**Task objective**. Gather all lines in the entries that include the word "below".

Point-per-instance localization data:
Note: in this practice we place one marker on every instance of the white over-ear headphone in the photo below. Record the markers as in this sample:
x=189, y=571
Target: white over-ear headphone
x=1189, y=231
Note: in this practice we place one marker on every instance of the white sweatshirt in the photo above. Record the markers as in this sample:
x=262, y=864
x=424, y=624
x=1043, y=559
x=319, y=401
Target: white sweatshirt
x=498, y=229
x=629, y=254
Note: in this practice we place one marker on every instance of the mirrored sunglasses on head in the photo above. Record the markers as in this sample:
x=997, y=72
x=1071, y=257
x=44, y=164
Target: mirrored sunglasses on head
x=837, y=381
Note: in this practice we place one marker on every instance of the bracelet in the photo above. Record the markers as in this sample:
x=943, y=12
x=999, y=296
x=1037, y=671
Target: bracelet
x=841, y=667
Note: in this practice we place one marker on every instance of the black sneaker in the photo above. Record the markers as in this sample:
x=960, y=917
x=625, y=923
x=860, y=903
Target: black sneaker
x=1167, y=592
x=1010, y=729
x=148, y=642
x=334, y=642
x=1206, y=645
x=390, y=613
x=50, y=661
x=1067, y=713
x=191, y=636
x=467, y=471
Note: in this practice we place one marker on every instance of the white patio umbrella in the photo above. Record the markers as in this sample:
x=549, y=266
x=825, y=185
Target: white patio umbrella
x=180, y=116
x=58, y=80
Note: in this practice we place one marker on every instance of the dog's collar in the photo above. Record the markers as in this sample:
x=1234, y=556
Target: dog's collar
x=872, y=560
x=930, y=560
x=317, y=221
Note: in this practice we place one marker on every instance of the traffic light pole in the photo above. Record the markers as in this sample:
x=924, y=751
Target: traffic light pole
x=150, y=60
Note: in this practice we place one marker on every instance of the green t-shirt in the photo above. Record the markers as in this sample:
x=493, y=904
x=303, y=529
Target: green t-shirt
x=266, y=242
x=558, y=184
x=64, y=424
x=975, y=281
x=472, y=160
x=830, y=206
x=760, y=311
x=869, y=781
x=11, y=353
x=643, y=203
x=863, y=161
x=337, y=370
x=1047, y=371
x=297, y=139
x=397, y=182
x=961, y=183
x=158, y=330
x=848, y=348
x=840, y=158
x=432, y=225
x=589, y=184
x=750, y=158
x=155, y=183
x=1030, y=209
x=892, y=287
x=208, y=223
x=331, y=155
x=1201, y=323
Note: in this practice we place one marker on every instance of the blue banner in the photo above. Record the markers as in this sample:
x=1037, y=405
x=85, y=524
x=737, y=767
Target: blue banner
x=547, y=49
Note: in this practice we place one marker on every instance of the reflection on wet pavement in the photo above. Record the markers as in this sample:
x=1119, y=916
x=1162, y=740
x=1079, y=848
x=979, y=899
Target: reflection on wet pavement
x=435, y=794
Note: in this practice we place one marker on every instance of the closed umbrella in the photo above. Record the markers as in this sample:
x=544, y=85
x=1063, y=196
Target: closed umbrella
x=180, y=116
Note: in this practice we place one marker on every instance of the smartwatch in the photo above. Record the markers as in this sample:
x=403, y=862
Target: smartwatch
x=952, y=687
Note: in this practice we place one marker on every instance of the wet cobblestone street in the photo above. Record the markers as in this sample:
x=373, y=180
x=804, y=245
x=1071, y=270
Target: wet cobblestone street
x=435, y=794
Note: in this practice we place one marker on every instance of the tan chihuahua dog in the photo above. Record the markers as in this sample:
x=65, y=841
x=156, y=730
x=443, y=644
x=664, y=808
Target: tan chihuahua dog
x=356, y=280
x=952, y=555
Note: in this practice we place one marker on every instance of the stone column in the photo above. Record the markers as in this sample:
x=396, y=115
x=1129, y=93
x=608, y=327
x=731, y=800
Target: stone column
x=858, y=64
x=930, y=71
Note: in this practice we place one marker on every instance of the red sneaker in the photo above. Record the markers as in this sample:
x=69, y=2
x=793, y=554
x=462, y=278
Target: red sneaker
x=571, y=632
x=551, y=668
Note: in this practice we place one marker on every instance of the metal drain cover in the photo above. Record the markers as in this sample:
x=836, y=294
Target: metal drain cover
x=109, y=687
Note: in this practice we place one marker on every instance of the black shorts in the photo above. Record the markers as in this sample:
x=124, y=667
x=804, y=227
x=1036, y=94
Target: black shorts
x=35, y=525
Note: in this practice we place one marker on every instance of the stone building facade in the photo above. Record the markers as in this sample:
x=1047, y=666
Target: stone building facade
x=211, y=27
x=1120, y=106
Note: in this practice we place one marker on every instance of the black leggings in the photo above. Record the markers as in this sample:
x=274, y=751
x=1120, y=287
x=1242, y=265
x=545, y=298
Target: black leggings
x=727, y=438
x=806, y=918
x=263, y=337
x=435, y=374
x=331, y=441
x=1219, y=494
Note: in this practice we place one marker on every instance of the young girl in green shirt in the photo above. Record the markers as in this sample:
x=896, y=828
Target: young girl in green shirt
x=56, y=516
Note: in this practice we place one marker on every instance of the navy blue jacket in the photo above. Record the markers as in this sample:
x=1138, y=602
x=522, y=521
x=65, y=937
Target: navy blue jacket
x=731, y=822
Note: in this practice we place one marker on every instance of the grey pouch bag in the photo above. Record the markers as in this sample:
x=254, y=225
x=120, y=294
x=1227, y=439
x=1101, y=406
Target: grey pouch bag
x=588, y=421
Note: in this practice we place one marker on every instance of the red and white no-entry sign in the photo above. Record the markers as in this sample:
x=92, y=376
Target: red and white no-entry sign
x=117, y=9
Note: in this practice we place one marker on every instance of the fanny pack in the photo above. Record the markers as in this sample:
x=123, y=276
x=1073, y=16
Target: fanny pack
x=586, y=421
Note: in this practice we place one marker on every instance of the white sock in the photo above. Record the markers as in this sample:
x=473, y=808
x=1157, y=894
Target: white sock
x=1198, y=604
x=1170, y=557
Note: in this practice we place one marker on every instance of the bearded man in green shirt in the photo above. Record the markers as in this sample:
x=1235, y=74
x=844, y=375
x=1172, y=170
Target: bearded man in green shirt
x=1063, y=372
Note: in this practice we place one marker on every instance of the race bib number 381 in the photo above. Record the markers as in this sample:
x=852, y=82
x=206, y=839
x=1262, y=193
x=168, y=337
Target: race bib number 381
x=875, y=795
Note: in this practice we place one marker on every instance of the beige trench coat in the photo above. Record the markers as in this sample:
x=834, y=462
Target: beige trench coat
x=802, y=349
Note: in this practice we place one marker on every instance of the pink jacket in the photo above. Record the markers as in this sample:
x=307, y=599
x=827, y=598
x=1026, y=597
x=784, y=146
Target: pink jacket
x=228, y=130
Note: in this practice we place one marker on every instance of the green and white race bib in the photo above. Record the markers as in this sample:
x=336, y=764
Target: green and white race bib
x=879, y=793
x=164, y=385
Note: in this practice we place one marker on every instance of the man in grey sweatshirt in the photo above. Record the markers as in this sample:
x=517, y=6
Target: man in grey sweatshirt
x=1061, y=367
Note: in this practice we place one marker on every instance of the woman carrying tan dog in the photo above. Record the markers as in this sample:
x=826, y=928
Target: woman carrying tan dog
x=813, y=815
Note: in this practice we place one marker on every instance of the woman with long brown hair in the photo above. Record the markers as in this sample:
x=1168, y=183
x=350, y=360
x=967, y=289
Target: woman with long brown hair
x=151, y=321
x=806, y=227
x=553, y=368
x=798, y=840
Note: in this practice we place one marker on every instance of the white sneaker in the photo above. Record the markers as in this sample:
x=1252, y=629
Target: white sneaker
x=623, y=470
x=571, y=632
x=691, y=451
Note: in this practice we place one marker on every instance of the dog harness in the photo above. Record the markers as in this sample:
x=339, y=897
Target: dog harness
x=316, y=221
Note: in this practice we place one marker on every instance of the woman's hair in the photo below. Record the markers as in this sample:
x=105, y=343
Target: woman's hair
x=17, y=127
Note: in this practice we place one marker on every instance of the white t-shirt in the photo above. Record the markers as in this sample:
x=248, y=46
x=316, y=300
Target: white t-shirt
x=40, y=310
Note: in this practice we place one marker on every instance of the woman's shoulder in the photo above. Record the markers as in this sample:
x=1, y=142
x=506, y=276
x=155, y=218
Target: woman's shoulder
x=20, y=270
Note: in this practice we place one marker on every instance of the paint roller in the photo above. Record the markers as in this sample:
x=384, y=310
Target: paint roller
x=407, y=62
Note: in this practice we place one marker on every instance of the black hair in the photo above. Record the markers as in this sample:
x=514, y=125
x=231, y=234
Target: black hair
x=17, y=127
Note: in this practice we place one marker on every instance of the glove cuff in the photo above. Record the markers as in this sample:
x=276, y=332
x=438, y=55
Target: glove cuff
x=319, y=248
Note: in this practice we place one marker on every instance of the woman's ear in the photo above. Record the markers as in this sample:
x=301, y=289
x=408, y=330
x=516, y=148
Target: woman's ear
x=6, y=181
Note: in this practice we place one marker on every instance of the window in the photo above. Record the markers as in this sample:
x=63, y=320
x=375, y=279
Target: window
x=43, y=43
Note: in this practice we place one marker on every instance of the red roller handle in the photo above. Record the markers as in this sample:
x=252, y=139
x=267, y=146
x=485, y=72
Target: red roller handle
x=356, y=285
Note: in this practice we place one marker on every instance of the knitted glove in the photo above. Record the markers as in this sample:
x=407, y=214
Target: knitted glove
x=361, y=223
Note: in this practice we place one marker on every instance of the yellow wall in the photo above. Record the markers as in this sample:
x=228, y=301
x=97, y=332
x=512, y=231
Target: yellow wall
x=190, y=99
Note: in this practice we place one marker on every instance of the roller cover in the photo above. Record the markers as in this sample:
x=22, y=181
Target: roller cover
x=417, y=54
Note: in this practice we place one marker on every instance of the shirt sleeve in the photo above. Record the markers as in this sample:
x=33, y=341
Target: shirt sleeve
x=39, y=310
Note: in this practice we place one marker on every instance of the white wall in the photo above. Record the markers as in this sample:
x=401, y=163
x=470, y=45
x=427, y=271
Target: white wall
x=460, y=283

**Solved exercise**.
Note: in this practice we place one marker on every instance of the white over-ear headphone in the photo below. Record the markers as in this sample:
Note: in this practice we place one marker on every instance of the woman's hair in the photo below. Record the markers as in this sample:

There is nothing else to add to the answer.